Go to the line containing "indicate the paved" in the records below and print it and every following line exactly, on through the line containing "indicate the woman", then stop.

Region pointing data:
- Opening Delimiter -

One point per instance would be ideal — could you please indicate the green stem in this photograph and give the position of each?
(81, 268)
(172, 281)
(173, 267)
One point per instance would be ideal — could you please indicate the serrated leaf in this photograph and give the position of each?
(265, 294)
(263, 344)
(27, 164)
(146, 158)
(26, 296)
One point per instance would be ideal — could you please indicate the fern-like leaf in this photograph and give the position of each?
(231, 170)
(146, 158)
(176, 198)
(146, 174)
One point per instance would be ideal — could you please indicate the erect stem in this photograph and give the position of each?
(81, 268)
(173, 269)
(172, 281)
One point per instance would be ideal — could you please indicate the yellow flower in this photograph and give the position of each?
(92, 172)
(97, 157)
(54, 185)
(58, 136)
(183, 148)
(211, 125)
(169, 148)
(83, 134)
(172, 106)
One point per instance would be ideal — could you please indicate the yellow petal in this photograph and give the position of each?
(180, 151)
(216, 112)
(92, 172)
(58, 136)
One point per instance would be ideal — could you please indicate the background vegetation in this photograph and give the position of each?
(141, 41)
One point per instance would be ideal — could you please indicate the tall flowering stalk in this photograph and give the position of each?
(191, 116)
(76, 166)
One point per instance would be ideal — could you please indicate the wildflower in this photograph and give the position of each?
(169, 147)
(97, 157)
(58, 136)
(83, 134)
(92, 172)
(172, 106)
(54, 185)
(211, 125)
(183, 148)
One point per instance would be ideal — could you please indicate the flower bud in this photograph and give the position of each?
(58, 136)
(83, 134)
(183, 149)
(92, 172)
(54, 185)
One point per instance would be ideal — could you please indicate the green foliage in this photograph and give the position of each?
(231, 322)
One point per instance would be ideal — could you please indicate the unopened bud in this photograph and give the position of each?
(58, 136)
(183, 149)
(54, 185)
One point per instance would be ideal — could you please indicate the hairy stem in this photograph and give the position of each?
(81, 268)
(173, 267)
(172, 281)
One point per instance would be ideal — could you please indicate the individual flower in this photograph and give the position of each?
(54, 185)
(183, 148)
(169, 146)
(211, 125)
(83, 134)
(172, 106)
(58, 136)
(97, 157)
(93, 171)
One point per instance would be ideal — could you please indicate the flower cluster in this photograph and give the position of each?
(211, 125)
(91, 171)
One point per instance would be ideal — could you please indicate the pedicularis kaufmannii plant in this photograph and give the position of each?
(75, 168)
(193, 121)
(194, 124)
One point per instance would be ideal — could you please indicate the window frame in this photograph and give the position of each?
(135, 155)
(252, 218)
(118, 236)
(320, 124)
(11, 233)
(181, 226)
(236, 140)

- Closing Delimiter -
- Opening Delimiter -

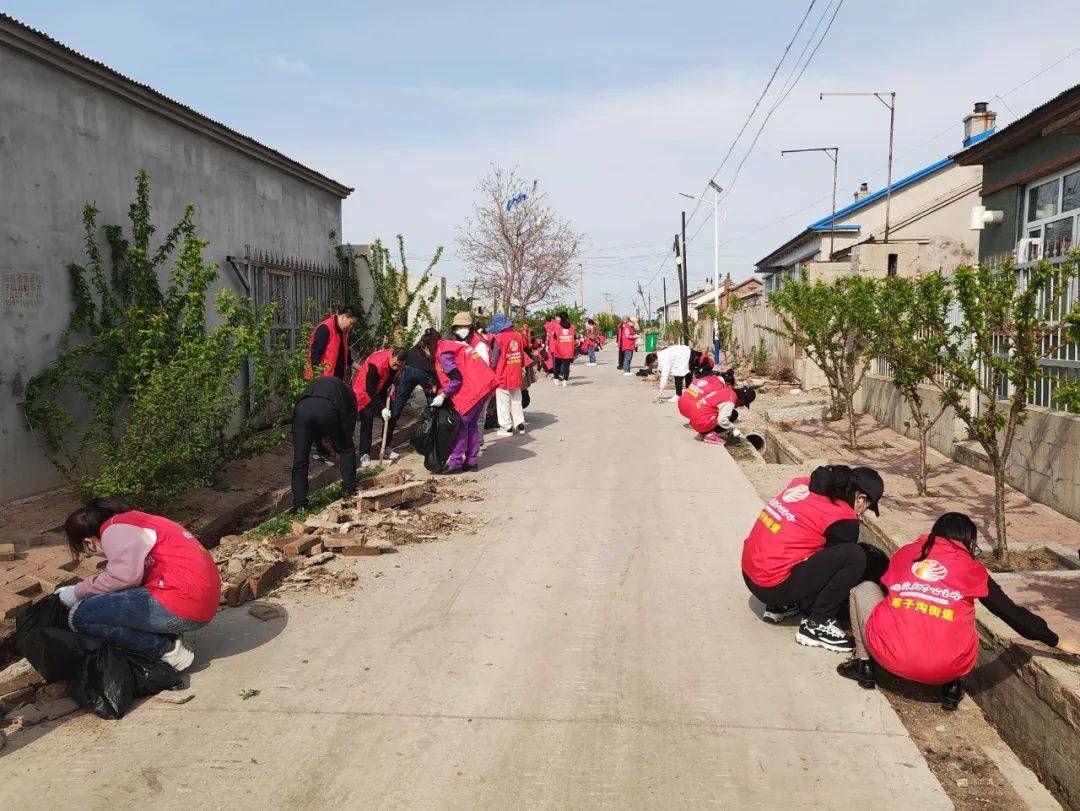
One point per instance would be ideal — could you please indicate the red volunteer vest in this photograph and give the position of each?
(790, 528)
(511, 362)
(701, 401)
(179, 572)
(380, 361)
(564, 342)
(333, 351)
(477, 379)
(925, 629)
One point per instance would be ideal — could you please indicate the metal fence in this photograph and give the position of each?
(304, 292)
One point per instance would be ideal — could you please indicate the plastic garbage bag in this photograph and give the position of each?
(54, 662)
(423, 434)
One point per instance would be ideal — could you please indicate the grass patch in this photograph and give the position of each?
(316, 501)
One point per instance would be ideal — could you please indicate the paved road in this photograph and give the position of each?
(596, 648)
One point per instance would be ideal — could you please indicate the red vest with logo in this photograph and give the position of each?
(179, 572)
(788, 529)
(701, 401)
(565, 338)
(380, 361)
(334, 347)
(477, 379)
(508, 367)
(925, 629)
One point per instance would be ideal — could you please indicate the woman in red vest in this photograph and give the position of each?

- Closing Delimiter -

* [Response box]
One point per instance would be ideal — could you please indicate the paved road in this photograph and give the position of each?
(596, 648)
One point per instance would be ideal — could you please indicate the red vest with logo in this photograph and give the position of each?
(179, 572)
(788, 529)
(701, 401)
(565, 338)
(380, 361)
(334, 347)
(477, 379)
(508, 367)
(925, 629)
One point per instance would be ideal — could you please indicate the woman in red vest in this photograph and give the position of each?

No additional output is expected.